**Excerpt**
PAHO, WHO and other organizations will be watching the program closely to see if the logistics of distribution pan out. "It needs to be verified in the field," says Andrea Vicari, a vaccination advisor at PAHO, of the vaccine program, explaining that although it has worked well in clinical trials and previous assays in Asia, on the ground in Haiti it might prove less effective because of gaps in distribution and people not taking both doses. Vicari plans to visit Haiti to assess the situation at the end of the month. Success could mean a green light for the rest of the country—and likely the world—to use these vaccines on a larger scale to provide immunity where cholera is endemic.
And PIH is eager to show results. "The most immediate data we will have will be completion-rate data: Can we get two doses to the majority of the population we're targeting," says Jonathan Weigel, a researcher at PIH. "We're not worried about whether it will be a safe or effective vaccine—we know it is. That data on completion rate will convince any skeptics about whether it can be rolled out on a wider scale in Haiti."
The lack of access to clean water and proper sanitation facilities means that "we have to consider nearly everybody at risk in Haiti for developing cholera," David Olson, Doctors Without Borders medical advisor for diarrheal diseases, said in a prepared statement.
Therein lies one of the major reasons why, as Vicari notes, there is not yet "a consensus whether the vaccine can be useful or not." Haiti's population far exceeds the current manufacturing capacity of five million doses combined of Shanchol and Dukoral. To vaccinate the entire country with the required two doses per person, it would either take a five-year effort (with immunity waning in each person after two years) or there would need to be a massive scale-up effort in production. "Regardless of financial issues, that is going to be a little bit of a bottleneck," Vicari says.
As Olson pointed out, a strategic use of the limited quantities of vaccine could be workable: vaccines could first be sent to remote regions, where deliveries of soap, clean water and training are more difficult. "It won't be easy to vaccinate in rural areas with poor access, but it would be even harder to intervene should an outbreak occur," Olson said. But not everyone agrees on an appropriate use of the limited supply. Early on in the epidemic, the then-Haitian health minister even expressed concern that having a limited number of doses could cause unrest.

**Provided data**
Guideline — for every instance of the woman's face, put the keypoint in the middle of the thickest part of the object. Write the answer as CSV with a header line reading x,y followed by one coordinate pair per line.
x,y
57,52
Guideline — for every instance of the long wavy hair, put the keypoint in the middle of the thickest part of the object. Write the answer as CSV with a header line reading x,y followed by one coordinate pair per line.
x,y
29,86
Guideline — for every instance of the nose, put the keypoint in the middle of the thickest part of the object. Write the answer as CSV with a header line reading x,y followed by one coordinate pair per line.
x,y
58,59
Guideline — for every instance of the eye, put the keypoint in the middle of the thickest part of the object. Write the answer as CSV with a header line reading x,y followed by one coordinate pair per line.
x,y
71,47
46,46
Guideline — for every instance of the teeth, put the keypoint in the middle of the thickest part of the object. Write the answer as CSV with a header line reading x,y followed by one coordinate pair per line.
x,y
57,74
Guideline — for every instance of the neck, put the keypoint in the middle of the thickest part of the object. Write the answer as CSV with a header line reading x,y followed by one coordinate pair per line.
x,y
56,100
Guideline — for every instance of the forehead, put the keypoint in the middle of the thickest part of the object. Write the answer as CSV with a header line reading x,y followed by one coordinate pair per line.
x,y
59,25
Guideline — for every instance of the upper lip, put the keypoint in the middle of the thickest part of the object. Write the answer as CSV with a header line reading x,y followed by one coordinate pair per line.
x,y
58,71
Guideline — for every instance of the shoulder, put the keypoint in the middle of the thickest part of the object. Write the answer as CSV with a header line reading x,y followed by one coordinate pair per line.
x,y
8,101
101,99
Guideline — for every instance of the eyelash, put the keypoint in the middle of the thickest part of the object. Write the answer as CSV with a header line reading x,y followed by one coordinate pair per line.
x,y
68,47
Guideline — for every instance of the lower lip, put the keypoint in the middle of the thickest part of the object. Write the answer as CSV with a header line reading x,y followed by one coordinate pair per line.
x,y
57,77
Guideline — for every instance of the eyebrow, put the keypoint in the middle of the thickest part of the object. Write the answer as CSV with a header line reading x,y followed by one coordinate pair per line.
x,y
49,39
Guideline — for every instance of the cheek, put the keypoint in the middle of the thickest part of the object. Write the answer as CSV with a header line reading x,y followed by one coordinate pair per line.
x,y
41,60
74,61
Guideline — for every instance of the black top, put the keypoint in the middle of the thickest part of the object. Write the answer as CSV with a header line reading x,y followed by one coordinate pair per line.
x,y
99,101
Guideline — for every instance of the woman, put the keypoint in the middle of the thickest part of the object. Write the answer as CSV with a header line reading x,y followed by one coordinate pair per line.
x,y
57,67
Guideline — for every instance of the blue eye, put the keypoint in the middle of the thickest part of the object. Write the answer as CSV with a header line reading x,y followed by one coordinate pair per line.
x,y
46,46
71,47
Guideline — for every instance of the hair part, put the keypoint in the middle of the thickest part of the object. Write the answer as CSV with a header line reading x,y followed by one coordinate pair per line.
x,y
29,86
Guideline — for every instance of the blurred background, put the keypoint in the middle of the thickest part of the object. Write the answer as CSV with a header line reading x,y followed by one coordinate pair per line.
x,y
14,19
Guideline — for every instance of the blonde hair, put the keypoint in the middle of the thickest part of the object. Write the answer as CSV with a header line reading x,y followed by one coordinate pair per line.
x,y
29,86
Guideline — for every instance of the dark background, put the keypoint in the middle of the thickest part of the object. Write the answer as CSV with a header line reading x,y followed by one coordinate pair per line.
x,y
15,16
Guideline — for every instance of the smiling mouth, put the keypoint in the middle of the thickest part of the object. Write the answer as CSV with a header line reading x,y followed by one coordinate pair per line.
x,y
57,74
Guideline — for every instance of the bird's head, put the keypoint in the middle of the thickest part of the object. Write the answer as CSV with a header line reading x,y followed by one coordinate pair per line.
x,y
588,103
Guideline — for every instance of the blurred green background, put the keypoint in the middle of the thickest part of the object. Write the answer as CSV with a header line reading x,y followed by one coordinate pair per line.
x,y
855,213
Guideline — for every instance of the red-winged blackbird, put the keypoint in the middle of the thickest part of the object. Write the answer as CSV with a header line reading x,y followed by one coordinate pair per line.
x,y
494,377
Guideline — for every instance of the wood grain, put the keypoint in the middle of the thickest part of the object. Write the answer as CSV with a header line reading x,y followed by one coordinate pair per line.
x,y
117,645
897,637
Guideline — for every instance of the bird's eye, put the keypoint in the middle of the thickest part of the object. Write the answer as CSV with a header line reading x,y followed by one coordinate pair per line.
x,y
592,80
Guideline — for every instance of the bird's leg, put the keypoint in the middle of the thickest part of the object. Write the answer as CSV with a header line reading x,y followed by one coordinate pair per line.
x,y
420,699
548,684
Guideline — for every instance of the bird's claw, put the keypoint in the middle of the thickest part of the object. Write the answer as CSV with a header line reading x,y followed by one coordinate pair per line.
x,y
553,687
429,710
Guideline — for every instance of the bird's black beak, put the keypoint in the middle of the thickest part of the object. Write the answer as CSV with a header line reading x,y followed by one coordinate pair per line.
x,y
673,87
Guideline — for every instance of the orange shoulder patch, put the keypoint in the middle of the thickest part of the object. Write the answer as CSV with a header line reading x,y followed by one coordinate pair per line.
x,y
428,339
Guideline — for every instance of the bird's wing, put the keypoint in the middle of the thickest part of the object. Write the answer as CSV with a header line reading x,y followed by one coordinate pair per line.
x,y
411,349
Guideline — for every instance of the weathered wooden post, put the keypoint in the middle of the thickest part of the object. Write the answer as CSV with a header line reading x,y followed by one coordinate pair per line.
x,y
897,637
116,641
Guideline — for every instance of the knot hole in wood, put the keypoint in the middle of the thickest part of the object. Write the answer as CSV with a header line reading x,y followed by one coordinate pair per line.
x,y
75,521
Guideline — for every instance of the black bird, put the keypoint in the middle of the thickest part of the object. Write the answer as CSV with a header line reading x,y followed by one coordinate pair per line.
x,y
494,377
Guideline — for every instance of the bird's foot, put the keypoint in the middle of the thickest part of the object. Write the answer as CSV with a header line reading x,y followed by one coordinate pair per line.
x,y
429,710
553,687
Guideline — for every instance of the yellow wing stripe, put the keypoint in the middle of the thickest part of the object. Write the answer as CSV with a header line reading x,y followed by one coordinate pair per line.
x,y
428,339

**Assigned task**
Which organizations are named in the cholera vaccine article above?

**Exercise response**
PAHO, WHO, PIH, Doctors Without Borders